All of the listing below must be repeated word for word. Pictures are the only thing to omit.

+ + +

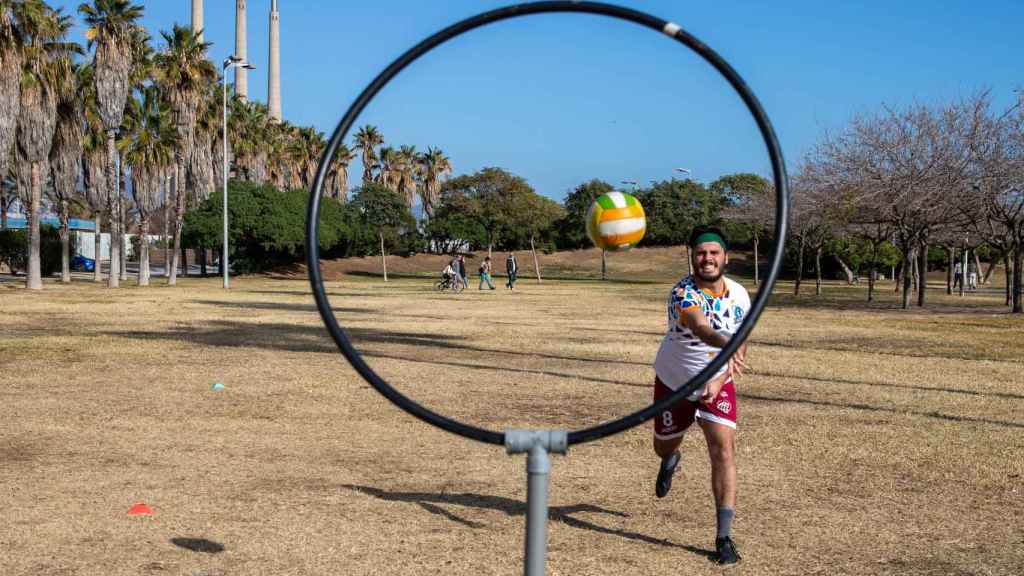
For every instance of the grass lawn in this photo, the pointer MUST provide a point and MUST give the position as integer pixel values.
(871, 440)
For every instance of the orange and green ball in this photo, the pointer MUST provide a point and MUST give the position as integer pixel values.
(615, 221)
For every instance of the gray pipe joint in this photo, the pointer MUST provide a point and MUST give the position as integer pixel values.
(521, 441)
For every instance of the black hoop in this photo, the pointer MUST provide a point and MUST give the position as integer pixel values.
(670, 29)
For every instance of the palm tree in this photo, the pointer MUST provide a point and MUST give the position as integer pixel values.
(45, 65)
(183, 71)
(407, 170)
(388, 174)
(66, 161)
(434, 166)
(305, 148)
(337, 176)
(112, 31)
(147, 148)
(10, 75)
(94, 163)
(367, 140)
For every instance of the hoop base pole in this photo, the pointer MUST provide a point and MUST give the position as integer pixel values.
(537, 445)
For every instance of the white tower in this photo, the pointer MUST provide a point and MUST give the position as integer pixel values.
(241, 74)
(198, 17)
(273, 70)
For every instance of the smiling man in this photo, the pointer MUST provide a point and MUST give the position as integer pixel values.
(705, 311)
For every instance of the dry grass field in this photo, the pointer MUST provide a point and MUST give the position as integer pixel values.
(871, 441)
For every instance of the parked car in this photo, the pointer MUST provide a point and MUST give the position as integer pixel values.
(83, 263)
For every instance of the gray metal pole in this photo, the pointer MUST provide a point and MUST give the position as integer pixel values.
(537, 445)
(223, 255)
(538, 470)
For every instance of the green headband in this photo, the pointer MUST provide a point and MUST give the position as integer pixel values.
(710, 237)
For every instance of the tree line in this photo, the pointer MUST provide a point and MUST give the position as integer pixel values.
(125, 132)
(921, 184)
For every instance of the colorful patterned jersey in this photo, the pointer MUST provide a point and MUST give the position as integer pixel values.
(682, 355)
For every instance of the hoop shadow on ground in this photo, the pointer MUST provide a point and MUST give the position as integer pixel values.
(565, 515)
(199, 545)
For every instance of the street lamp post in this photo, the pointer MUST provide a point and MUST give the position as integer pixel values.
(229, 63)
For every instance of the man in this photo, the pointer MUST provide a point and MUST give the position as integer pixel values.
(705, 311)
(511, 270)
(461, 269)
(485, 274)
(456, 276)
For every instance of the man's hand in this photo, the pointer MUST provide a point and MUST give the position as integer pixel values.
(698, 325)
(737, 363)
(713, 387)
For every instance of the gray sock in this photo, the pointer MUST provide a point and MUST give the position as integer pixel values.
(725, 517)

+ + +

> **Solved problem**
For every instance of the grass lawn in this photo, the pointer MUST provide a point and MUST give the position as integer pixel values.
(871, 440)
For every instance of the orange and green ball in this photo, the pointer MUST provide a point and MUST give the position as integer pixel values.
(615, 221)
For every instance of the gray pipe joint in this photo, the pointer MUST provide a point and MUST give the position as integer pixel values.
(521, 441)
For every instance of the black hoop in this photo, the pointer MUST provide a point and MUST give the position as integer pixel values.
(670, 29)
For every instance of the palm tree in this photo, the pointer MUST provide a point and MUST give the position as integer pixel values.
(45, 65)
(183, 71)
(407, 170)
(388, 174)
(66, 161)
(434, 166)
(305, 148)
(337, 176)
(112, 31)
(147, 148)
(10, 75)
(94, 163)
(367, 140)
For every instance of the hoop base pole in this photo, the pointer MUST provide a point and MUST give the position as integer pixel values.
(537, 445)
For every instance of the white tower in this photo, the pointer MUST provide a point and MUST give the position as integer pixel values.
(241, 74)
(198, 17)
(273, 70)
For every instance of the smiling man in this photo, the pointer MUST provide a point and MUST give the position as integer pixel values.
(705, 311)
For every instance of the dry grass field in this photo, the pointer MUST provide a point and MUST give the position as integer pixel values.
(871, 441)
For every instance of the parked car in this photo, the pointer MUST provide a point and MUST give the position as integer pixel values.
(83, 263)
For every instance of the gray metal pole in this photo, the pointer MUST provide a point and MUST give the position as integer pixel values.
(537, 445)
(223, 255)
(538, 470)
For every instance of the green headband in this photo, the pointer MUST provide a point and MUST give the position as integer pixel values.
(710, 237)
For every instance of the tree line in this photo, the pointer MUST provide a point and MUST give the position as integer pixel values.
(125, 132)
(921, 184)
For every instance of the colorful patterned jersey in this photo, the pointer MUST provide a point and MUST give the position as integer pixel values.
(682, 355)
For every instance of the hoop shadow on ground in this photo, the pointer MUST provide a point and MUST give the position as integer pixel values.
(565, 515)
(199, 545)
For every instance of the street lamp post in this photo, the pointer MUST provide a point and MUST give the position as integer pixel values.
(229, 63)
For every instance of the man in this photo, the pointer MUST provide a point and MUST give the position as integer pixel values.
(705, 311)
(511, 270)
(461, 269)
(485, 274)
(456, 276)
For every instance of the man's hand in this photo, the pointer MUST provide a point and MUST give the position as integer pixel values.
(698, 325)
(737, 363)
(713, 387)
For every instance of the gray sock in this photo, the pointer MUST provide a point and MUST give the position as integer pixel values.
(725, 517)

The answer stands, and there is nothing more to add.